60

Consider following code:

char str[] = "Hello\0";

What is the length of str array, and with how much 0s it is ending?

Deduplicator
  • 44,692
  • 7
  • 66
  • 118
UmmaGumma
  • 5,633
  • 1
  • 31
  • 45
  • @Ashot Martirosyan: Do you need to know about C as well, or are you only interested in the answer for C++? – CB Bailey Jan 17 '11 at 09:36
  • 2
    @Charles Bailey I am mainly using C++, but of course I want to know is there any difference between C and C++ . That's why I add C++ tag. – UmmaGumma Jan 17 '11 at 09:38
  • @UmmaGumma If you just tag it with C, then people who only know C can answer. If you tag it with both C and C++, you limit the set of people who can reply to only those who understand the subtle differences between the two languages. Tagging something with both languages should only be done if the question really does require that level of knowledge and expertise -- an understanding of the subtle differences between the two languages. – David Schwartz Nov 08 '18 at 20:29

7 Answers7

106

sizeof str is 7 - five bytes for the "Hello" text, plus the explicit NUL terminator, plus the implicit NUL terminator.

strlen(str) is 5 - the five "Hello" bytes only.

The key here is that the implicit nul terminator is always added - even if the string literal just happens to end with \0. Of course, strlen just stops at the first \0 - it can't tell the difference.

There is one exception to the implicit NUL terminator rule - if you explicitly specify the array size, the string will be truncated to fit:

char str[6] = "Hello\0"; // strlen(str) = 5, sizeof(str) = 6 (with one NUL)
char str[7] = "Hello\0"; // strlen(str) = 5, sizeof(str) = 7 (with two NULs)
char str[8] = "Hello\0"; // strlen(str) = 5, sizeof(str) = 8 (with three NULs per C99 6.7.8.21)

This is, however, rarely useful, and prone to miscalculating the string length and ending up with an unterminated string. It is also forbidden in C++.

**MATERIAL SHOWN:**
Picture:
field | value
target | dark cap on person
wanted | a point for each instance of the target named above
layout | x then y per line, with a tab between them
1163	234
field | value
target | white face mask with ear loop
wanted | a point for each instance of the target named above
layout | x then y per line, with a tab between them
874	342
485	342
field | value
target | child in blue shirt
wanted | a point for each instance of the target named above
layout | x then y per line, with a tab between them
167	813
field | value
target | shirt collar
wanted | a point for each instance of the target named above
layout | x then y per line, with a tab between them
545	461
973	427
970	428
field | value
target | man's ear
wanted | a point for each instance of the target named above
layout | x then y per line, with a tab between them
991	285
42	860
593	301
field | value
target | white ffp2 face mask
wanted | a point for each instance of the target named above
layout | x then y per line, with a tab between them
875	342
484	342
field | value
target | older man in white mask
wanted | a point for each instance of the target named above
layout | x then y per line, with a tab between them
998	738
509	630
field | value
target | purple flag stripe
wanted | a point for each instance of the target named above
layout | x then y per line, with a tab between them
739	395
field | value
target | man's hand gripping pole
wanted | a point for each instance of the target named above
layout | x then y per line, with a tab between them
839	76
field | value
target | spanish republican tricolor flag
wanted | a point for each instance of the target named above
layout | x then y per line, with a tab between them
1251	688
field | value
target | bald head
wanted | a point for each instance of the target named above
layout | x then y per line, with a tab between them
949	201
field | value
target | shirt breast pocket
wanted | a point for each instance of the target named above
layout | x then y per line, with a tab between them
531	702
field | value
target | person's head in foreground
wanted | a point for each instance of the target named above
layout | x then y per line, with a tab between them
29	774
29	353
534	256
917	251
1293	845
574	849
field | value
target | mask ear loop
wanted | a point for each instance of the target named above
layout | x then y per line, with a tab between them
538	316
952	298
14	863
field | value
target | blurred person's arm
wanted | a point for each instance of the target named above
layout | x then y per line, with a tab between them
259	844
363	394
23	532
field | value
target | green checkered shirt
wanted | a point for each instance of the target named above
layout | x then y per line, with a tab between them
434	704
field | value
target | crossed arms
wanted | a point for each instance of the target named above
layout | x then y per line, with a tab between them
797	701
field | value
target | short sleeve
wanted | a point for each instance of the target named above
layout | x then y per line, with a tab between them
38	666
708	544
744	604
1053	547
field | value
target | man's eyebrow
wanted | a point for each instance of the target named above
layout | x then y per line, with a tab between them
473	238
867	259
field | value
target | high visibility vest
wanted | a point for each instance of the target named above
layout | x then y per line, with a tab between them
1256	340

**JOBS:**
• A. Answer these questions about the C string thread, marking each answer with the same numeral:
(i) What value does the top answer give for sizeof str?
(ii) According to the top answer, how many NULs does char str[8] = "Hello\0"; end with?
(iii) Which language does UmmaGumma say they mainly use?
• B. Please count the lines of the listing that contain the string "face", treating uppercase and lowercase as different. Reply with the number only.

**SOLUTIONS TO THE TASKS:**
• A.
(i) 7
(ii) Three
(iii) C++

• B. 2